> [EXERCISE DESCRIPTION]
In the records that follow, locate every line with "trunk" and extract it.

*** Opening DATASET EXCERPTS ***

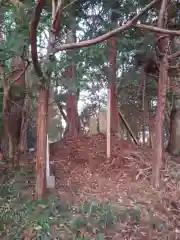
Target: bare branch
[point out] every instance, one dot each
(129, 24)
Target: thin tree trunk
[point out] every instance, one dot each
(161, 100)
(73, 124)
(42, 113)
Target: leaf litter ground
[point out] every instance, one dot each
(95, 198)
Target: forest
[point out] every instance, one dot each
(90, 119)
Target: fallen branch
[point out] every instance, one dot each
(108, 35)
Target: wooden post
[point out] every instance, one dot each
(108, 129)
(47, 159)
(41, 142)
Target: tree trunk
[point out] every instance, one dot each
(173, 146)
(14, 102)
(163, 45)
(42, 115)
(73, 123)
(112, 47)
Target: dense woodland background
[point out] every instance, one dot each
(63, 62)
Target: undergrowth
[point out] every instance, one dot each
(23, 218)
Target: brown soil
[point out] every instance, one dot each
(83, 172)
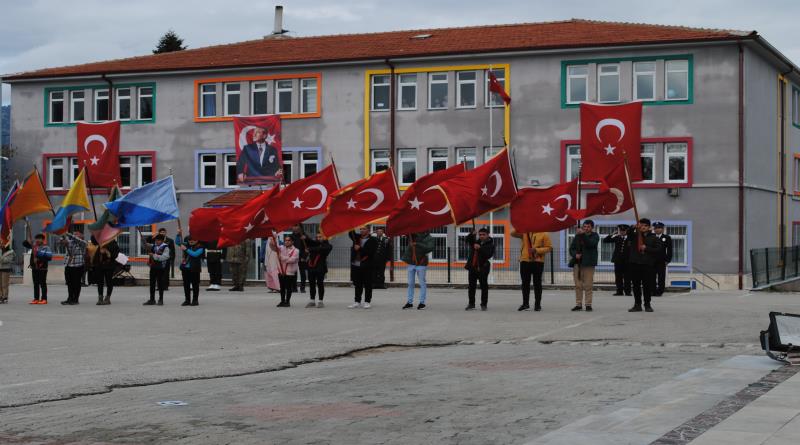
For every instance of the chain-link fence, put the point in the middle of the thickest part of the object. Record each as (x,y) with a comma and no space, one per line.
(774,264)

*** Closing DATASET EXCERPTS ***
*** Opening DATASET EXCERPTS ***

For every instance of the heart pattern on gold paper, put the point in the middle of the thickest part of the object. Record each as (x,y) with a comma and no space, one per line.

*** Closing DATASET EXCERPTS ***
*** Opening DATASET EXCERPTS ***

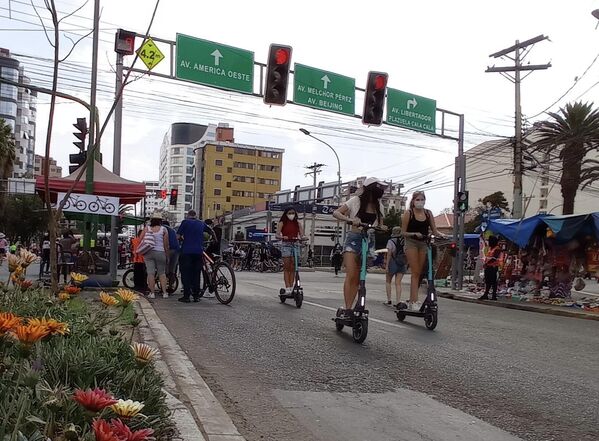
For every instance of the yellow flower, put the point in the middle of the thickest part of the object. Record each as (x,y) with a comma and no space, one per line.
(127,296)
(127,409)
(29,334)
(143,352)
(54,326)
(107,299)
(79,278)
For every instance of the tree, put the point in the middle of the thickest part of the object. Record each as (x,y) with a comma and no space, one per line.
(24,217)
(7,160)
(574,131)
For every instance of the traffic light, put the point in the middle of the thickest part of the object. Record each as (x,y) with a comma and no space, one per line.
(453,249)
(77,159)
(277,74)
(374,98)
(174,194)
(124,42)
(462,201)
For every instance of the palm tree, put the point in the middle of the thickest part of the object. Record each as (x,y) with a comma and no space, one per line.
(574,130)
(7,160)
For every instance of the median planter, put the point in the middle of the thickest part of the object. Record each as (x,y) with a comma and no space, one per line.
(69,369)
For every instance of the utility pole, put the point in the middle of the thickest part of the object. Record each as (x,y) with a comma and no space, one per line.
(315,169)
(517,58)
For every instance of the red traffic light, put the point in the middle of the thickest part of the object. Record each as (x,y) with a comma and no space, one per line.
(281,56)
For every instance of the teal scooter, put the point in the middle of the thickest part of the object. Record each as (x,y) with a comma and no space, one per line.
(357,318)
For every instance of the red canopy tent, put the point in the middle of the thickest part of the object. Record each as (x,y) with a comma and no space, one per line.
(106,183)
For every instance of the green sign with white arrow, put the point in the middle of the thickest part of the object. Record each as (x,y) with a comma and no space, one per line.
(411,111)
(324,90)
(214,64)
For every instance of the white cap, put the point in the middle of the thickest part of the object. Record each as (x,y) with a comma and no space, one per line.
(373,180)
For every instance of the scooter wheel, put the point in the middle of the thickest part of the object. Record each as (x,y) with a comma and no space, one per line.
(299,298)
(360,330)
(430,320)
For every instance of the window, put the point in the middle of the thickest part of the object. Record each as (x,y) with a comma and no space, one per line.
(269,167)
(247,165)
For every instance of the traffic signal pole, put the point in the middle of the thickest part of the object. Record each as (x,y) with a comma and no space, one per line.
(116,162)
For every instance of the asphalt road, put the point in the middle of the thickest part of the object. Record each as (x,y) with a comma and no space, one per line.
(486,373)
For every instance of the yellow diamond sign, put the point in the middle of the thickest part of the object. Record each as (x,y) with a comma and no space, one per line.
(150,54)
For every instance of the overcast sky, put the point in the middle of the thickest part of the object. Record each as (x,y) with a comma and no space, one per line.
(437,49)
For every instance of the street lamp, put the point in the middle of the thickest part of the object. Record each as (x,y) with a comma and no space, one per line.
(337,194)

*** Closing DATASET EXCERPTS ***

> [RESPONSE TO THIS EXERCISE]
Target: thin tree trunk
Target: tree trunk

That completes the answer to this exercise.